:: DIRECTIVE 1 ::
Answer these questions about the forum post on finding listed words in a page's source code:
(a) Which words are in the list assigned to l?
(b) Which URL is passed to requests.get?
(c) Which module is imported inside the find_all_substrings function?
:: DIRECTIVE 2 ::
Rewrite the stretch of the forum post from "I then created" through "substrings = find_all_substrings(source, word)", replacing "starts" with "positions".

-- BEGIN TEXT EXCERPT --

Search code examples
pythonpython-3.xlistpython-requestspython-re

Check a list of words and return found words from page source code with a unique list


I have looked through various other questions but none seem to fit the bill. So here goes

I have a list of words

l = ['red','green','yellow','blue','orange'] 

I also have a source code of a webpage in another variable. I am using the requests lib

import requests

url = 'https://google.com'
response = requests.get(url)
source = response.content

I then created a substring lookup function like so

def find_all_substrings(string, sub):

    import re
    starts = [match.start() for match in re.finditer(re.escape(sub), string)]
    return starts

I now lookup the words using the following code where I am stuck

for word in l:
    substrings = find_all_substrings(source, word)
    new = []
    for pos in substrings:
        ok = False
        if not ok:
            print(word + ";")
            if word not in new:
                new.append(word)
                print(new)

-- END TEXT EXCERPT --
-- BEGIN STORED ROWS --

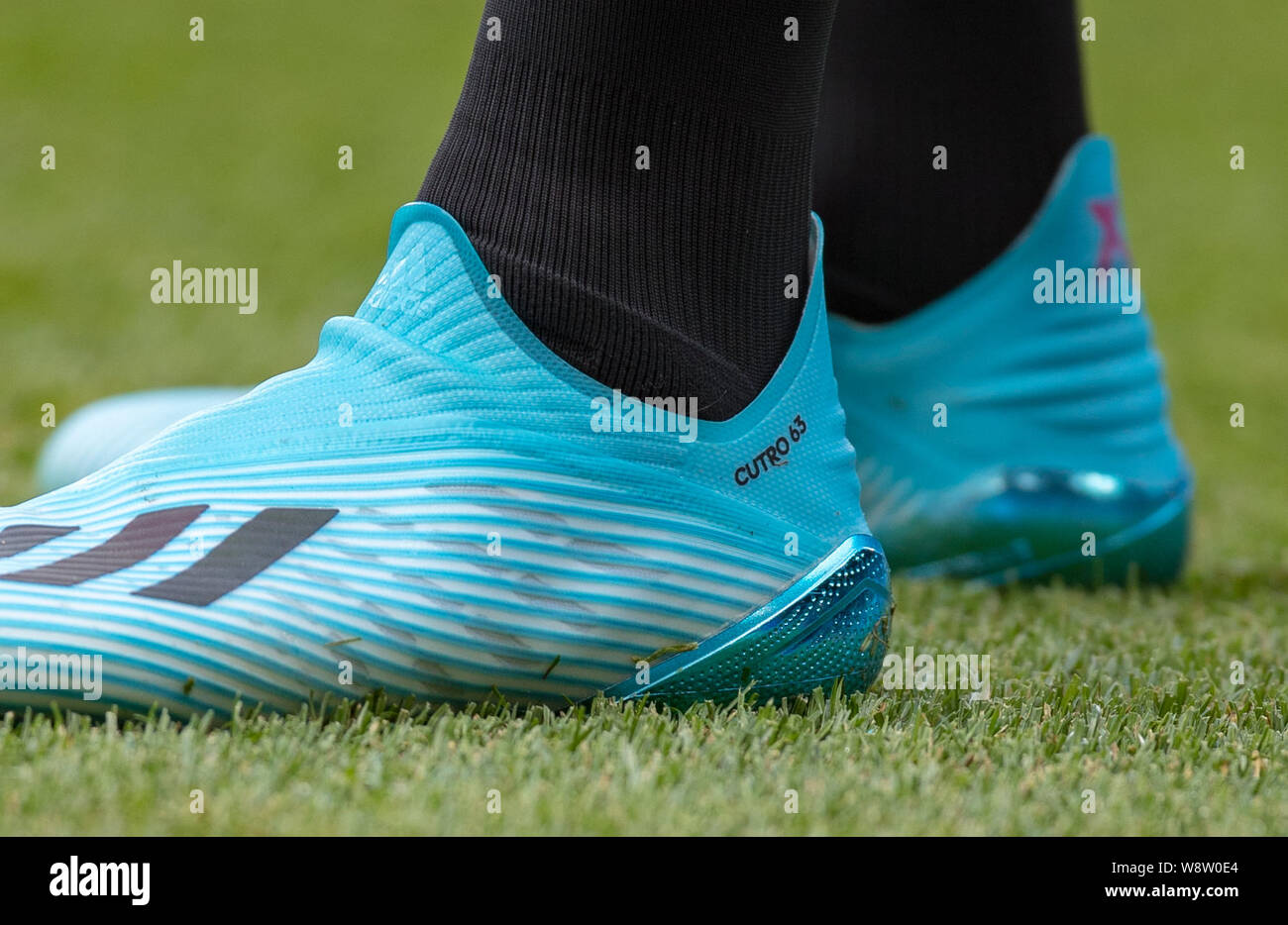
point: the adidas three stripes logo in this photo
(245, 553)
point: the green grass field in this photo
(224, 154)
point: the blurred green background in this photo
(224, 153)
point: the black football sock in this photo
(999, 85)
(638, 174)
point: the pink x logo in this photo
(1112, 243)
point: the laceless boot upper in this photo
(439, 506)
(1018, 427)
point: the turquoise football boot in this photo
(1018, 428)
(110, 428)
(441, 508)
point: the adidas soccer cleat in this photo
(107, 429)
(1018, 427)
(438, 506)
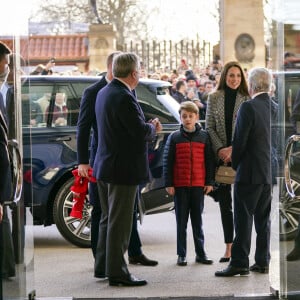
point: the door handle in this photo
(61, 139)
(287, 173)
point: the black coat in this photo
(86, 122)
(123, 135)
(5, 181)
(251, 145)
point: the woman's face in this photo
(233, 78)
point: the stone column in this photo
(242, 32)
(102, 41)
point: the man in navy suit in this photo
(5, 184)
(86, 121)
(120, 166)
(251, 158)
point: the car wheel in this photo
(289, 212)
(76, 231)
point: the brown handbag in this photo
(225, 174)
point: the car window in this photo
(35, 100)
(51, 104)
(150, 105)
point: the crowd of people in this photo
(222, 142)
(235, 109)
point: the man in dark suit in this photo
(251, 158)
(86, 121)
(4, 157)
(120, 165)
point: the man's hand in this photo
(157, 124)
(208, 189)
(170, 190)
(83, 170)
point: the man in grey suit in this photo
(251, 158)
(120, 165)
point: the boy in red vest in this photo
(189, 170)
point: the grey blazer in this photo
(215, 118)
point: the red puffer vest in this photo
(189, 168)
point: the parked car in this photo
(49, 149)
(288, 85)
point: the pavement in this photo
(59, 270)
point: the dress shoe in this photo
(143, 260)
(126, 281)
(224, 259)
(204, 260)
(232, 271)
(259, 269)
(293, 255)
(99, 275)
(181, 261)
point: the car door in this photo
(156, 102)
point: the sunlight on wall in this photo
(14, 17)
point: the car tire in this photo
(76, 231)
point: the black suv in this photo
(288, 94)
(49, 149)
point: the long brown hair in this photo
(243, 88)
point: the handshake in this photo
(157, 124)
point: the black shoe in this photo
(224, 259)
(126, 281)
(143, 260)
(181, 261)
(259, 269)
(204, 260)
(232, 271)
(293, 255)
(99, 275)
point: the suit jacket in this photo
(86, 121)
(123, 134)
(251, 145)
(215, 118)
(4, 158)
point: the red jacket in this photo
(188, 159)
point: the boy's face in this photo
(188, 119)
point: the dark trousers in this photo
(95, 215)
(297, 239)
(1, 257)
(117, 205)
(223, 196)
(134, 248)
(189, 201)
(251, 202)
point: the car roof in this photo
(75, 78)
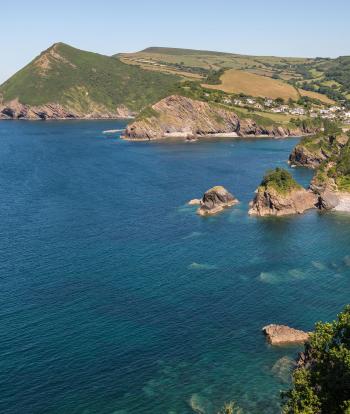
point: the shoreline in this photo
(208, 137)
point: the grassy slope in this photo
(85, 80)
(281, 180)
(298, 70)
(235, 81)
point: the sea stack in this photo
(216, 200)
(279, 194)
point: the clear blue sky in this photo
(262, 27)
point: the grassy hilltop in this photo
(319, 78)
(85, 81)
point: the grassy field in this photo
(85, 81)
(235, 81)
(316, 95)
(321, 75)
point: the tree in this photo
(321, 382)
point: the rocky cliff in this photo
(17, 110)
(312, 151)
(178, 116)
(279, 194)
(214, 201)
(330, 156)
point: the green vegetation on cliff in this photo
(85, 81)
(321, 383)
(280, 180)
(315, 77)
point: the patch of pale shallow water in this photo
(193, 235)
(202, 266)
(344, 203)
(282, 369)
(318, 265)
(282, 277)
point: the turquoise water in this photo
(117, 298)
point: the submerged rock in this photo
(328, 200)
(195, 202)
(283, 335)
(215, 200)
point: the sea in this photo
(117, 298)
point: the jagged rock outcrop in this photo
(311, 152)
(17, 110)
(284, 335)
(179, 116)
(214, 201)
(270, 202)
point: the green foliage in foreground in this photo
(82, 80)
(281, 180)
(322, 385)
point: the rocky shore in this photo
(284, 335)
(279, 194)
(182, 117)
(214, 201)
(15, 110)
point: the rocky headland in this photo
(214, 201)
(284, 335)
(329, 155)
(16, 110)
(181, 117)
(279, 194)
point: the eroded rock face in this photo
(182, 117)
(301, 156)
(284, 335)
(17, 110)
(269, 202)
(215, 200)
(328, 200)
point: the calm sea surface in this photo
(117, 298)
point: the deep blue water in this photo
(117, 298)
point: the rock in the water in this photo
(282, 369)
(215, 200)
(283, 335)
(182, 117)
(270, 202)
(328, 200)
(279, 194)
(195, 202)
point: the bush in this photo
(280, 179)
(322, 383)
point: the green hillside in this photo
(328, 77)
(85, 81)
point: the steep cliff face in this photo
(279, 194)
(330, 156)
(312, 151)
(84, 84)
(216, 200)
(178, 116)
(17, 110)
(269, 202)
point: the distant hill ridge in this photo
(84, 82)
(64, 81)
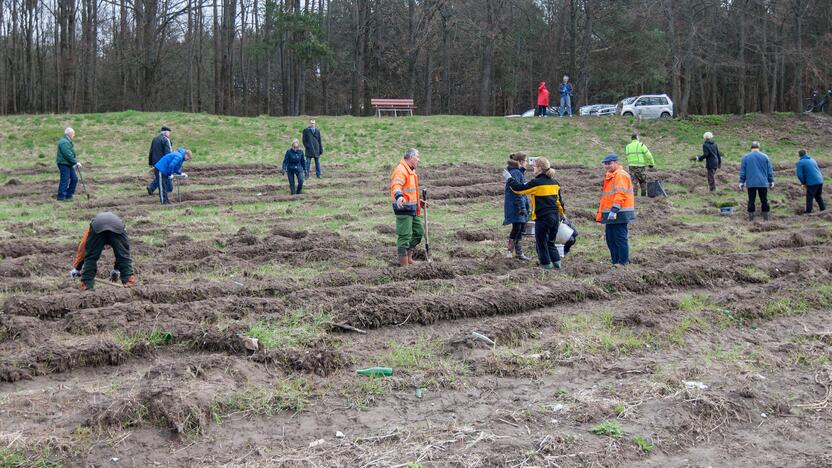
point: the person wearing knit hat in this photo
(159, 147)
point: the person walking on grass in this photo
(159, 147)
(565, 91)
(639, 159)
(516, 208)
(166, 168)
(67, 164)
(542, 100)
(712, 157)
(809, 175)
(756, 175)
(407, 206)
(104, 229)
(547, 210)
(617, 209)
(293, 165)
(314, 148)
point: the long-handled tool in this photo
(427, 243)
(83, 184)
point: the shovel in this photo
(83, 184)
(427, 243)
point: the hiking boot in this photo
(518, 252)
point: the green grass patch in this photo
(298, 328)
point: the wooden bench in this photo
(392, 105)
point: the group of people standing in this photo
(565, 91)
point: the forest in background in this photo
(476, 57)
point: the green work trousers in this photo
(409, 232)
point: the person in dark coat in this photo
(67, 164)
(713, 160)
(314, 148)
(757, 175)
(516, 208)
(159, 147)
(293, 165)
(809, 175)
(104, 229)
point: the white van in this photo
(649, 106)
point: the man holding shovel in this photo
(105, 229)
(67, 163)
(404, 192)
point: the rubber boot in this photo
(518, 251)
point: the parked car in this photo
(649, 106)
(593, 109)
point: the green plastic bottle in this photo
(376, 371)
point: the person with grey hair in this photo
(757, 175)
(712, 157)
(67, 163)
(407, 206)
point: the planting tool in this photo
(427, 242)
(83, 184)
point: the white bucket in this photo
(564, 233)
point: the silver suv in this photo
(649, 106)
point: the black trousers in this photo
(814, 193)
(752, 195)
(95, 244)
(516, 231)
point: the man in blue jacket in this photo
(757, 175)
(169, 166)
(565, 90)
(158, 149)
(808, 173)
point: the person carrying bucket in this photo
(547, 210)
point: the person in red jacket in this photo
(542, 99)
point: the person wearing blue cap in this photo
(617, 209)
(159, 147)
(167, 167)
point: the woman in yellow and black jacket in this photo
(547, 209)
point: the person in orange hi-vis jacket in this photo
(617, 209)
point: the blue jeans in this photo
(69, 179)
(165, 183)
(545, 231)
(618, 243)
(317, 165)
(295, 173)
(566, 104)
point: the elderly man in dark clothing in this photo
(158, 149)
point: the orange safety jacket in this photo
(617, 196)
(405, 183)
(81, 253)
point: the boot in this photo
(518, 251)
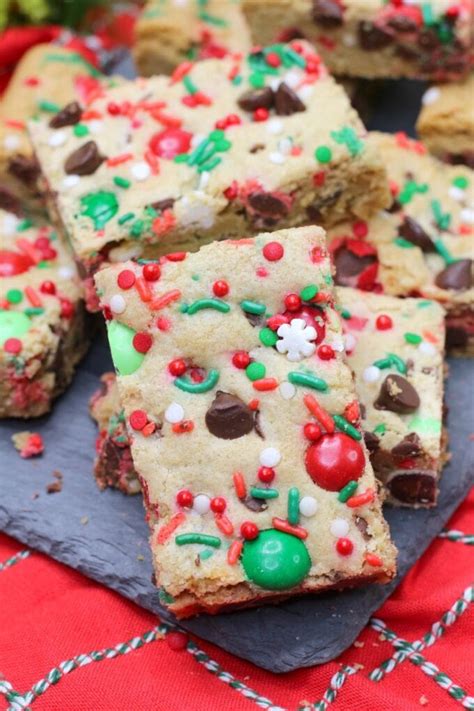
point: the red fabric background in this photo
(50, 613)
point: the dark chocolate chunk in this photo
(414, 487)
(68, 116)
(268, 204)
(257, 99)
(349, 266)
(85, 160)
(287, 102)
(410, 446)
(413, 232)
(328, 13)
(372, 37)
(397, 395)
(456, 276)
(229, 417)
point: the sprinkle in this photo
(187, 538)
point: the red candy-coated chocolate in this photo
(151, 272)
(220, 288)
(249, 530)
(13, 263)
(334, 460)
(273, 251)
(170, 142)
(126, 279)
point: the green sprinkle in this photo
(185, 538)
(346, 427)
(412, 338)
(323, 154)
(309, 292)
(268, 337)
(259, 493)
(293, 506)
(216, 304)
(255, 371)
(14, 296)
(252, 307)
(347, 491)
(122, 182)
(307, 380)
(198, 388)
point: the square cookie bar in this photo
(373, 38)
(446, 121)
(222, 148)
(46, 79)
(424, 245)
(236, 396)
(113, 466)
(395, 348)
(169, 32)
(43, 329)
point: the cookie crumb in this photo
(28, 444)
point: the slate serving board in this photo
(111, 547)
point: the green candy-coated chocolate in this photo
(275, 560)
(13, 324)
(126, 359)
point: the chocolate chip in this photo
(267, 204)
(349, 266)
(85, 160)
(456, 276)
(410, 446)
(327, 13)
(257, 99)
(413, 232)
(287, 102)
(372, 38)
(414, 487)
(68, 116)
(397, 395)
(229, 417)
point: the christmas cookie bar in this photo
(424, 245)
(47, 78)
(395, 348)
(244, 424)
(223, 147)
(172, 31)
(113, 465)
(446, 121)
(373, 38)
(43, 329)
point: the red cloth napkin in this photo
(67, 643)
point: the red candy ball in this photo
(170, 142)
(334, 460)
(273, 251)
(249, 530)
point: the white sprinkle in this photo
(141, 171)
(117, 304)
(274, 126)
(430, 96)
(308, 506)
(57, 139)
(174, 413)
(339, 527)
(287, 390)
(371, 374)
(201, 504)
(11, 141)
(427, 348)
(270, 457)
(70, 181)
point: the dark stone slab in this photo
(109, 547)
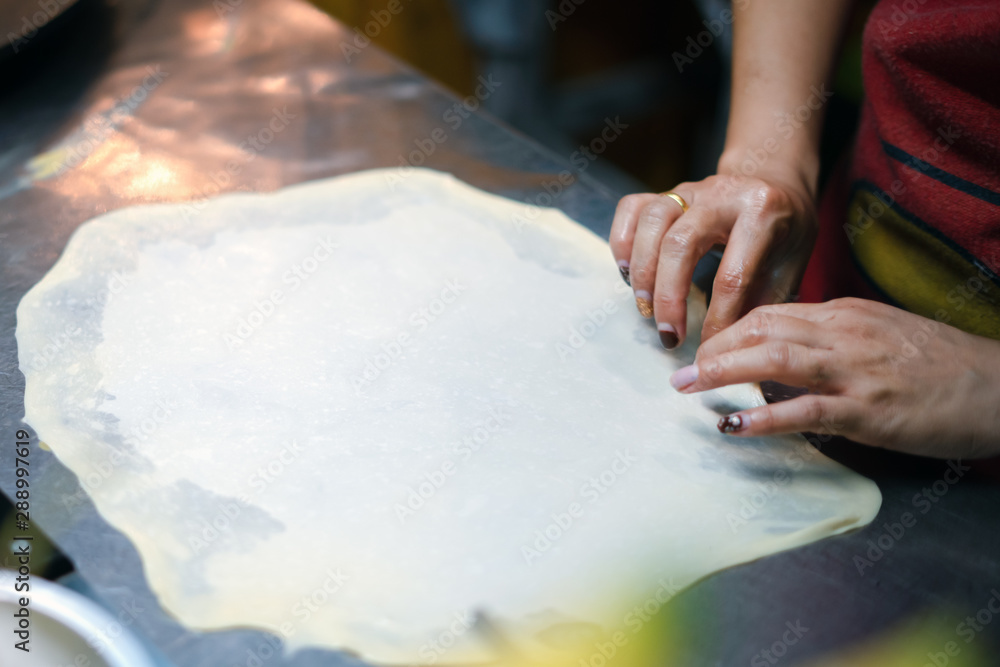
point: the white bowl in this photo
(66, 629)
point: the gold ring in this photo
(677, 198)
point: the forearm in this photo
(783, 54)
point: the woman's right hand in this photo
(767, 224)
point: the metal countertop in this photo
(146, 101)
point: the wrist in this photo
(772, 161)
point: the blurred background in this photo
(568, 65)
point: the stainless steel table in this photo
(150, 101)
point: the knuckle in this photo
(653, 213)
(756, 326)
(642, 275)
(731, 282)
(813, 410)
(680, 239)
(778, 354)
(629, 202)
(666, 300)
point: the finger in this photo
(654, 220)
(741, 269)
(761, 326)
(623, 229)
(826, 415)
(684, 243)
(788, 363)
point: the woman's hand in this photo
(768, 226)
(876, 374)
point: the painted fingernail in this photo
(623, 269)
(733, 423)
(668, 335)
(684, 377)
(644, 302)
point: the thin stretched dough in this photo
(359, 412)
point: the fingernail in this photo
(733, 423)
(684, 377)
(623, 269)
(668, 335)
(644, 302)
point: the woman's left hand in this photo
(876, 374)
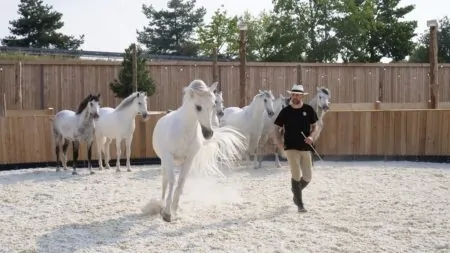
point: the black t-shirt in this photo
(296, 121)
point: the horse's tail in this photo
(224, 148)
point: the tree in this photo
(221, 35)
(370, 30)
(286, 32)
(123, 87)
(421, 51)
(37, 26)
(170, 31)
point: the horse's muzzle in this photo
(207, 132)
(145, 116)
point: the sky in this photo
(110, 25)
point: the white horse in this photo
(119, 123)
(249, 120)
(185, 138)
(75, 127)
(218, 112)
(321, 104)
(269, 127)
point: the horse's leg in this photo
(168, 165)
(165, 180)
(99, 141)
(118, 142)
(128, 151)
(65, 148)
(89, 144)
(184, 172)
(75, 148)
(106, 149)
(57, 150)
(277, 158)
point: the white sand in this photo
(352, 207)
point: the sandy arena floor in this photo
(352, 207)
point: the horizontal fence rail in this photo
(63, 84)
(420, 132)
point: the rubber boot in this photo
(297, 191)
(294, 186)
(303, 183)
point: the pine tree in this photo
(171, 31)
(123, 87)
(36, 27)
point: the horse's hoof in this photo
(166, 217)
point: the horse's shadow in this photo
(72, 237)
(226, 223)
(47, 175)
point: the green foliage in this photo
(37, 26)
(370, 30)
(421, 51)
(221, 35)
(123, 87)
(170, 31)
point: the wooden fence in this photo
(62, 84)
(27, 139)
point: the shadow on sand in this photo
(73, 237)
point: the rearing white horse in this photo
(118, 123)
(185, 138)
(250, 121)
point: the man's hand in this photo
(309, 140)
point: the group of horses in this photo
(200, 134)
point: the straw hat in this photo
(297, 89)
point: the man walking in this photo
(295, 119)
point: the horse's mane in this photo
(325, 90)
(127, 101)
(83, 104)
(196, 85)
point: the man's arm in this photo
(314, 120)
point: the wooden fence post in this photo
(134, 66)
(433, 63)
(18, 99)
(3, 106)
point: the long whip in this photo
(315, 151)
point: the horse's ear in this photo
(213, 86)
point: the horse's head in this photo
(94, 106)
(323, 98)
(141, 104)
(267, 98)
(219, 103)
(202, 99)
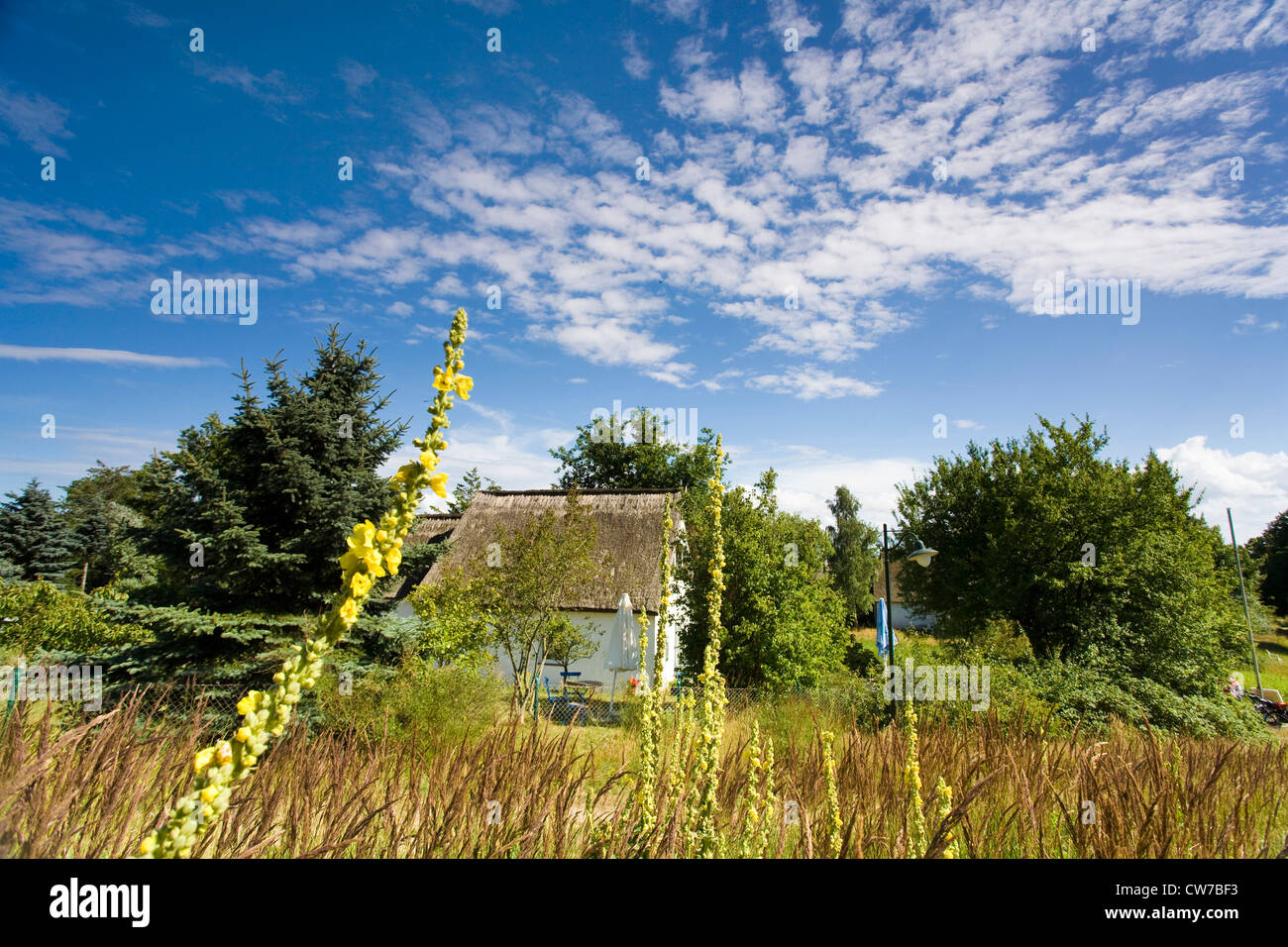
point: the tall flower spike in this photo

-- END STORED ROWS --

:: CORRECT ANSWER 1 ::
(a) red, green, yellow, blue, orange
(b) https://google.com
(c) re

:: CORRECT ANSWER 2 ::
I then created a substring lookup function like so

def find_all_substrings(string, sub):

    import re
    positions = [match.start() for match in re.finditer(re.escape(sub), string)]
    return positions

I now lookup the words using the following code where I am stuck

for word in l:
    substrings = find_all_substrings(source, word)